---------- Passage ----------

A fascinating article at the New York Times looks at a new theory of pregnancy as a basic conflict between organisms, an idea advocated by Dr. David Haig, an evolutionary biologist at Harvard.
Here’s a teaser:
Dr. Haig proposed that pre-eclampsia was just an extreme form of a strategy used by all fetuses. The fetuses somehow raised the blood pressure of their mothers so as to drive more blood into the relatively low-pressure placenta. Dr. Haig suggested that pre-eclampsia would be associated with some substance that fetuses injected into their mothers’ bloodstreams. Pre-eclampsia happened when fetuses injected too much of the stuff, perhaps if they were having trouble getting enough nourishment.
In the past few years, Ananth Karumanchi of Harvard Medical School and his colleagues have gathered evidence that suggests Dr. Haig was right. They have found that women with pre-eclampsia had unusually high levels of a protein called soluble fms-like tyrosine kinase 1, or sFlt1 for short.
Other labs have replicated their results. Dr. Karumanchi’s group has done additional work that indicates that this protein interferes with the mother’s ability to repair minor damage to her blood vessels. As that damage builds up, so does her blood pressure. And as Dr. Haig predicted, the protein is produced by the fetus, not the mother.

---------- Extracted material ----------

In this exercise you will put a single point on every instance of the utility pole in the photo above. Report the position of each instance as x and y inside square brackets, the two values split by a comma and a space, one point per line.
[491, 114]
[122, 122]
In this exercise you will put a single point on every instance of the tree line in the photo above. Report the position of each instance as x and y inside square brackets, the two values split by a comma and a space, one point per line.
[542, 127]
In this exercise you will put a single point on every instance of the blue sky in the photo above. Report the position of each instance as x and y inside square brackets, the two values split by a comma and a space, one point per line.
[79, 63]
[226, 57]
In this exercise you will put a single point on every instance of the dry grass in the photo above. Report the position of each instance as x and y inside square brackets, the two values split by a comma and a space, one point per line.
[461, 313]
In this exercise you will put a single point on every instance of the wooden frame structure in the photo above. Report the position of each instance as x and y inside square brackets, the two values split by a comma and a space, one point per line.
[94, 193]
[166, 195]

----------

• **Task 1**
For each statement, say whether it agrees with the passage on pregnancy, answering yes or no and quoting the deciding words: (a) The protein sFlt1 is produced by the mother. (b) Women with pre-eclampsia had unusually high levels of sFlt1. (c) Other labs have replicated the results of Dr. Karumanchi's group.
• **Task 2**
According to the passage on pregnancy, how does the protein sFlt1 lead to a rise in the mother's blood pressure? Answer in one to three sentences.
• **Task 3**
Set down the passage on pregnancy word for word, starting at "In the past" and ending at "sFlt1 for short.".
The rows have no connection to the passage on pregnancy.

• **Your solution 1**
(a) No: "the protein is produced by the fetus, not the mother."
(b) Yes: "women with pre-eclampsia had unusually high levels of a protein called soluble fms-like tyrosine kinase 1, or sFlt1 for short."
(c) Yes: "Other labs have replicated their results."

• **Your solution 2**
The protein interferes with the mother's ability to repair minor damage to her blood vessels. As that damage builds up, her blood pressure rises with it.

• **Your solution 3**
In the past few years, Ananth Karumanchi of Harvard Medical School and his colleagues have gathered evidence that suggests Dr. Haig was right. They have found that women with pre-eclampsia had unusually high levels of a protein called soluble fms-like tyrosine kinase 1, or sFlt1 for short.